### PROBLEM
Copy out every line of the data below verbatim, changing no word, number, or punctuation mark.

==*==

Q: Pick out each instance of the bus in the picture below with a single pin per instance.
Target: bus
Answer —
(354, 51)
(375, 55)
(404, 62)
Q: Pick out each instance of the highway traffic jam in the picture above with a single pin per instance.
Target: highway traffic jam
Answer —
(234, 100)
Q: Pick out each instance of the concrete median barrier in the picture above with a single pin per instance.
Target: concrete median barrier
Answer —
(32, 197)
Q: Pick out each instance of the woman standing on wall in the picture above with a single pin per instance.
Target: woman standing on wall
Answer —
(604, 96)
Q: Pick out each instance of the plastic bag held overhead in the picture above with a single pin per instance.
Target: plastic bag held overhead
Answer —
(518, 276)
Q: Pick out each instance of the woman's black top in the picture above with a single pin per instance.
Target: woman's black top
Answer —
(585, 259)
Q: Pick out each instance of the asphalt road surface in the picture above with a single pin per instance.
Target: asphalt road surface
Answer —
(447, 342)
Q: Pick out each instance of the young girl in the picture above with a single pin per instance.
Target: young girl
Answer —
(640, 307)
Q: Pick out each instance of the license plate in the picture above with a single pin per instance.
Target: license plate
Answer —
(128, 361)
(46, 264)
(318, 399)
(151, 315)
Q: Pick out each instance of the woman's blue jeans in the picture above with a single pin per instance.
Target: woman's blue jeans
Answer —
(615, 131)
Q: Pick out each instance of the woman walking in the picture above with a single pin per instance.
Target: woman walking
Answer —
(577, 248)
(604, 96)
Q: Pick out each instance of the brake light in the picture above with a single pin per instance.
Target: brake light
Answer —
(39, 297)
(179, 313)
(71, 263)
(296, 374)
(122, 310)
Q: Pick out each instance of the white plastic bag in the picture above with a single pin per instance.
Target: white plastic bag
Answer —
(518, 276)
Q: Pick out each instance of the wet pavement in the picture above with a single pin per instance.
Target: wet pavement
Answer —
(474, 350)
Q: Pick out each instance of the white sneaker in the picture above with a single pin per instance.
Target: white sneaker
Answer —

==*==

### SOLUTION TO THIS TASK
Q: Pick out each instance of the bus in the picture below with a single pin per instance.
Target: bus
Answer —
(354, 51)
(375, 55)
(404, 62)
Q: Pick out each instance of the highway traffic jam in the picture above with a single pin per instance.
Target: highway traffic jam
Answer —
(234, 100)
Q: Pick out each instance of the concrete median barrier in the picture above with a single pin per instance.
Target: concrete median barrier
Answer —
(32, 197)
Q: Pick out each instance of the woman standing on wall in the picture above with a single pin per instance.
Target: woman standing on wall
Answer —
(604, 96)
Q: Pick out each instance of the plastic bag held overhead in the picture above with a single pin per instance.
Target: plastic bag held overhead
Answer —
(518, 276)
Q: Pick out each instance of the woman's black top in the picture above with a single pin per instance.
Target: woman's black top
Answer —
(585, 259)
Q: Pick out each instance of the asphalt road surface in the picture above with a single pin per instance.
Target: asphalt road surface
Answer —
(447, 342)
Q: Pick out each instance of the young girl in the picture above with a single pin per instance.
Target: young girl
Answer —
(640, 307)
Q: Pick out each instance of the license plate in the picture above with a single pin per instance.
Target: license plate
Answer —
(128, 361)
(46, 264)
(318, 399)
(151, 315)
Q: Pick out each instance of the woman's blue jeans in the picture above with a single pin per instance.
Target: woman's blue jeans
Answer —
(615, 131)
Q: Pick out each instance of the woman walking in the picture above with a single pin per instance.
Target: woman walking
Answer —
(577, 248)
(604, 96)
Q: Pick out each instance of the brake light in the picture above with a single pin per instance.
Target: brake light
Answer —
(39, 297)
(179, 313)
(71, 263)
(296, 374)
(122, 310)
Q: Pick out each instance of the white plastic bag in the picture above with a single pin per instance.
Target: white plastic bag
Answer —
(518, 276)
Q: Pick out each instance of the wet pavement in the picture above with a single pin per instance.
Target: wet pavement
Answer —
(474, 350)
Q: Pick out each instance of the white sneaker in the picture above with a single pin per instance.
Target: white sneaker
Answer —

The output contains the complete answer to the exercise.